→ Collection entries:

- - - - -

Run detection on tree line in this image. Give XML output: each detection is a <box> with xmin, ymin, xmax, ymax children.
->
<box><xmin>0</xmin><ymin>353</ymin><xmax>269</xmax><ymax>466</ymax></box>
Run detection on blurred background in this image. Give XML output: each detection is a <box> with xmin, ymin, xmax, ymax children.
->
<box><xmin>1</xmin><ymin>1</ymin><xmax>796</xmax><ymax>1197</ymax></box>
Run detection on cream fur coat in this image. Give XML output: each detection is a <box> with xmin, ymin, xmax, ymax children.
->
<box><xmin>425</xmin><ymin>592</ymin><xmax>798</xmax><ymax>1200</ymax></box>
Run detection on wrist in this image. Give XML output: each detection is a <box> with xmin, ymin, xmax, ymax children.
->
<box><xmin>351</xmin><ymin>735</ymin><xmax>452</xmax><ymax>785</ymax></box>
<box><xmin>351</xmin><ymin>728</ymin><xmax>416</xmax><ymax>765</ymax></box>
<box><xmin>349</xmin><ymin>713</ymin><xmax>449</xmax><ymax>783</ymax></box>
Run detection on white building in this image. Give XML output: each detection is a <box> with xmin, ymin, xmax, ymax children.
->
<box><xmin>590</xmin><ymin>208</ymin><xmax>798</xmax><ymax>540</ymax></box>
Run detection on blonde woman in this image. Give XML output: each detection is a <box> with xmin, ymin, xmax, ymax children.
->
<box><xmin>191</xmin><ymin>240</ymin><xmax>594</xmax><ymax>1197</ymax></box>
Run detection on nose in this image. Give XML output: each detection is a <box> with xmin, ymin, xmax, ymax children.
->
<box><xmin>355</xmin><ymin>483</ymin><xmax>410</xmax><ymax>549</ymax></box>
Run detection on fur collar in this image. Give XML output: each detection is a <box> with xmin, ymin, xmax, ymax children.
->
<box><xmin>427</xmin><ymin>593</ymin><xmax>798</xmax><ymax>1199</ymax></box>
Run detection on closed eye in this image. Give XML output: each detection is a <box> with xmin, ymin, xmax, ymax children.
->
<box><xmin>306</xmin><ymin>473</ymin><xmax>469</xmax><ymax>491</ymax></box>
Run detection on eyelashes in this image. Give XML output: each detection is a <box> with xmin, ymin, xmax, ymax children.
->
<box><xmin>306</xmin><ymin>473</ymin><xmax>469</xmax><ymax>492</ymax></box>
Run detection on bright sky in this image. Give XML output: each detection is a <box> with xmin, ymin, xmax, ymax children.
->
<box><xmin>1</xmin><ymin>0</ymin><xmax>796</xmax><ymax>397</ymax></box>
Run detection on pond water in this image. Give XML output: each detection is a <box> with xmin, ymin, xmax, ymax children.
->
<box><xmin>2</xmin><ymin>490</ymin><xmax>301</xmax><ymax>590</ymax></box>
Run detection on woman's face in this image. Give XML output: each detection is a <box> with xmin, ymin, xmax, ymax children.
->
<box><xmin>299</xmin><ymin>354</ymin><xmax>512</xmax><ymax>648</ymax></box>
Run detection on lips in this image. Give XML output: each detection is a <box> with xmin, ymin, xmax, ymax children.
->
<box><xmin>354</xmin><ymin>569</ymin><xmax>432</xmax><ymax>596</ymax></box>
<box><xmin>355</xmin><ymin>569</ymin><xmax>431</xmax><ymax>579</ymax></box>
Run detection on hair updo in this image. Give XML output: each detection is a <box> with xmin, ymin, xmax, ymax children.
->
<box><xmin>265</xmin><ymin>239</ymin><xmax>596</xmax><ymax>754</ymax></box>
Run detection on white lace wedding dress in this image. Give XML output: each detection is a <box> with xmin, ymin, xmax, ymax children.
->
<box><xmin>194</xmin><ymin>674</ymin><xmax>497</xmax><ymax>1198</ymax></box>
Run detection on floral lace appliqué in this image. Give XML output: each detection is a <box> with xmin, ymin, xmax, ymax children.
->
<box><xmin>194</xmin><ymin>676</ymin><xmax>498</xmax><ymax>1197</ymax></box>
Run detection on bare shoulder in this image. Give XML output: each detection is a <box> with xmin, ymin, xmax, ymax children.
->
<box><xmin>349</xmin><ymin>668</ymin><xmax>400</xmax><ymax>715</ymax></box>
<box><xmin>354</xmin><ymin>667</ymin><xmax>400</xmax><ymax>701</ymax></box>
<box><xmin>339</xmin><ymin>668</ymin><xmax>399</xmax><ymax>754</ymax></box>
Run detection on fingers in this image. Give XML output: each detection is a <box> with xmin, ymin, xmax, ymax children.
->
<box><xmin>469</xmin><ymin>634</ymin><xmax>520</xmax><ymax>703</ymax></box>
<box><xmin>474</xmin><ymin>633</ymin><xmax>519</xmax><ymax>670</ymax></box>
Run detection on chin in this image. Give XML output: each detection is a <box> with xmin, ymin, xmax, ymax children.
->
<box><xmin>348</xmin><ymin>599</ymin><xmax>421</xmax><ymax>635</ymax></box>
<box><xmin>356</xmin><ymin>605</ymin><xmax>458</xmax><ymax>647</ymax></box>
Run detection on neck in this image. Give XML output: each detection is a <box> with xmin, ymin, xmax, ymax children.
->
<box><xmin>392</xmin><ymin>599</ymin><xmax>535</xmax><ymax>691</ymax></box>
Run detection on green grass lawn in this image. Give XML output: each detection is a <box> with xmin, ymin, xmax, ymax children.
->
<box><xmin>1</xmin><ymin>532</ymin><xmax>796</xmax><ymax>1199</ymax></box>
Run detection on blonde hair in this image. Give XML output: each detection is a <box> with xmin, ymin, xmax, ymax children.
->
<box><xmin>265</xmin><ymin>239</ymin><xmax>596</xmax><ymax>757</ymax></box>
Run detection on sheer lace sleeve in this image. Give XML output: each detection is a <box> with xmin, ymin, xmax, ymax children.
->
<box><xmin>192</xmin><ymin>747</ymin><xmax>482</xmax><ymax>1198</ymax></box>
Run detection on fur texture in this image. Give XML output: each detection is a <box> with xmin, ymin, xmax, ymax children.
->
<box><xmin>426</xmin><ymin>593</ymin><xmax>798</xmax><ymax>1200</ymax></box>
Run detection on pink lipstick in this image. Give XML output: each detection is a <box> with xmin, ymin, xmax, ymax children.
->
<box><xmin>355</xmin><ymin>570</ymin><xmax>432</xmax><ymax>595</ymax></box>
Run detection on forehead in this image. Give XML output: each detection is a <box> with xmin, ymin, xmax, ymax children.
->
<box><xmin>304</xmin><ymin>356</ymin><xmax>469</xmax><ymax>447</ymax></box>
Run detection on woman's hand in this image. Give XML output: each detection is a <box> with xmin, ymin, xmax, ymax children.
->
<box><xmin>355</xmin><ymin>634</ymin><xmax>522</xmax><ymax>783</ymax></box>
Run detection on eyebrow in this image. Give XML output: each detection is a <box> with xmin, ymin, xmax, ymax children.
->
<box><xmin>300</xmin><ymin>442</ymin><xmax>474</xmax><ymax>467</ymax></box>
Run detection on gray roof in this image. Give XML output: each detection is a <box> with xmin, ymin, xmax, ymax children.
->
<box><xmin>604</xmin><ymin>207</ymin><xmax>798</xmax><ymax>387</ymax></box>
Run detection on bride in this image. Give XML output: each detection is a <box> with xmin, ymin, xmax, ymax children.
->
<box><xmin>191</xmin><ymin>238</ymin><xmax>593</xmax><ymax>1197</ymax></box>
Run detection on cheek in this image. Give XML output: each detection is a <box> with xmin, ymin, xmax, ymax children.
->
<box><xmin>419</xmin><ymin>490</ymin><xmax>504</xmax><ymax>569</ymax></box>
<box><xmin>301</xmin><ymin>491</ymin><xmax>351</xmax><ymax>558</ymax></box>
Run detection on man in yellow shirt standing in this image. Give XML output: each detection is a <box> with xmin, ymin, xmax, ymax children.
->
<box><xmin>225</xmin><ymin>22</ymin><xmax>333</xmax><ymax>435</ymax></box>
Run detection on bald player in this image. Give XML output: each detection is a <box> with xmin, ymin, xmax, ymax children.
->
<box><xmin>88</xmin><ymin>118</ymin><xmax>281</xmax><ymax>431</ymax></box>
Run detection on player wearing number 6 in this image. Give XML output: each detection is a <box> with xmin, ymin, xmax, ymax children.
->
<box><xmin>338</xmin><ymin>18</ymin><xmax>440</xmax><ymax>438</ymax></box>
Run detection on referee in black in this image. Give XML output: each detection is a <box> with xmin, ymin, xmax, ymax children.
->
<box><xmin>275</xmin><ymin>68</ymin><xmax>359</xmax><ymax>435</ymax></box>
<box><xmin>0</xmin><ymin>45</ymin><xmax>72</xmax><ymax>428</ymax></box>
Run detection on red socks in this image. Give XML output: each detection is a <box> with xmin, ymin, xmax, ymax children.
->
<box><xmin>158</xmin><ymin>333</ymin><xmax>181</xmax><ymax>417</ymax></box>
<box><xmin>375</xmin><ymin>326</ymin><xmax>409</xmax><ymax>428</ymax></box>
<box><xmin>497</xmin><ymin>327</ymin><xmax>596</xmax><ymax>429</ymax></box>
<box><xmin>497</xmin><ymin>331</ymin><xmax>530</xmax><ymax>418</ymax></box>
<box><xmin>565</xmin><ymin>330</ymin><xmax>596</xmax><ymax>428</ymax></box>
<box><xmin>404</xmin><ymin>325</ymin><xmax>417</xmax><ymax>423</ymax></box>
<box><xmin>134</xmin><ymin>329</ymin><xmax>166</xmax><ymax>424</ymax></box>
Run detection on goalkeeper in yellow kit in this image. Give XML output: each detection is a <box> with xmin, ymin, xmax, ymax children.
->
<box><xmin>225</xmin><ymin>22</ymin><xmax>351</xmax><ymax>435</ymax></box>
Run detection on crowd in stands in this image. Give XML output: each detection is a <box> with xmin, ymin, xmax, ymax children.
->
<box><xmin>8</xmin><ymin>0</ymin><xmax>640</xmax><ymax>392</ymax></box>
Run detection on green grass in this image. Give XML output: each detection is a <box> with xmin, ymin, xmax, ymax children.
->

- - - - -

→ WHAT IS BEING ASKED:
Return, in full, every line of these entries that holds "grass".

→ RESPONSE AREA:
Run detection on green grass lawn in this image. Give XML output: each detection is a <box> with xmin, ymin, xmax, ymax children.
Run detection on green grass in this image. Give XML output: each detection is a <box> with xmin, ymin, xmax, ymax children.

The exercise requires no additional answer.